**Information provided:**
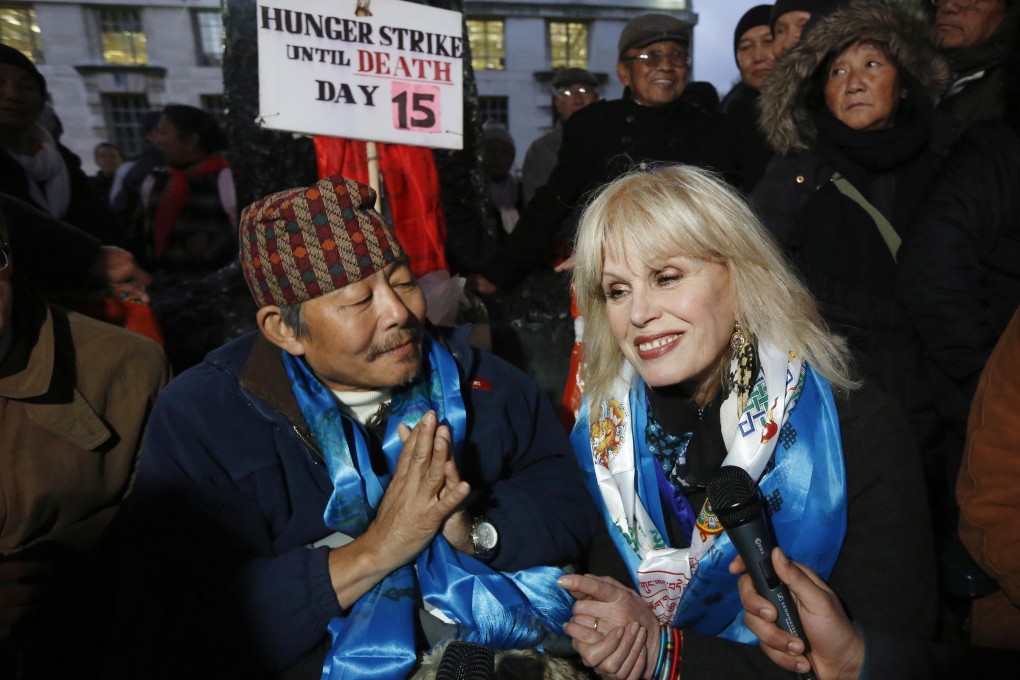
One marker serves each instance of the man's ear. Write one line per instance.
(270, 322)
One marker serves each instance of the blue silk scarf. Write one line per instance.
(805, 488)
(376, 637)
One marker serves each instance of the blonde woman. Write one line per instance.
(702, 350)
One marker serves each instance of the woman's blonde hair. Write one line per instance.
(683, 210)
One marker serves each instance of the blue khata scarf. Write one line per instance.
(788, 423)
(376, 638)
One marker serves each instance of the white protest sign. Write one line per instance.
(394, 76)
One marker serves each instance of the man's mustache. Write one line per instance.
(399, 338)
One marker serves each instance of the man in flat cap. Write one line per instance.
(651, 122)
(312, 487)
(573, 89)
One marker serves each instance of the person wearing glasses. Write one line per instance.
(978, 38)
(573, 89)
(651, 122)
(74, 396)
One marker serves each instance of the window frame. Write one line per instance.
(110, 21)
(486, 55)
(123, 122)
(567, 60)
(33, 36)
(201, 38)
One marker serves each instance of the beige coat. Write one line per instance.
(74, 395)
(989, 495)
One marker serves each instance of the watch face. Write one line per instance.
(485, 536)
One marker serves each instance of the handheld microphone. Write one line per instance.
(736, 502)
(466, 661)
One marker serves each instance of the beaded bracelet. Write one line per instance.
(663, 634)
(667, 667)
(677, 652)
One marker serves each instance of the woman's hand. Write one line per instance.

**Exercise objective:**
Rewrite every line of the listing, replacing "marker" with "dot" and leaving everything else unchanged. Omit the pictures.

**Solution for this exercise:**
One dot serves each instance of the man's ear. Write one line per instance.
(270, 322)
One dot serves each instance of the blue silk scarf. Write one line per instance.
(805, 488)
(376, 637)
One dot serves each instance of the blonde woman. Write one line per instance.
(702, 350)
One dot serves each instance of the woman's blonde hair. Write one line per instance.
(683, 210)
One dot serves each instance of the blue khata scarf. Write one line per instance.
(788, 423)
(376, 638)
One dot serves each instance of the white protest sign. Write one line per instance.
(394, 76)
One dot serves each instance of the man's mustache. Write one line per instance.
(399, 338)
One dot serves each instance of the man in flat cap. Write one line per instance.
(651, 122)
(312, 487)
(573, 89)
One dot serves each instance of the person wearing glasses. Write one line per instance.
(978, 38)
(573, 89)
(651, 122)
(74, 396)
One dot serves each instance of the window frame. Write one line per instance.
(110, 21)
(486, 55)
(123, 122)
(567, 60)
(33, 36)
(201, 38)
One dot serves each instance of the beige coat. Write one line per instance.
(74, 395)
(989, 495)
One dot serves each instance of the watch face. Write one line per instance.
(485, 536)
One dot serves each instance of the handheld microphone. Write one line per instance.
(736, 502)
(466, 661)
One dot serves each instance of the beaded bracelet. Write one line per instance.
(663, 634)
(667, 667)
(677, 652)
One dot serves each instance of the woman's hand. Write one line per instance.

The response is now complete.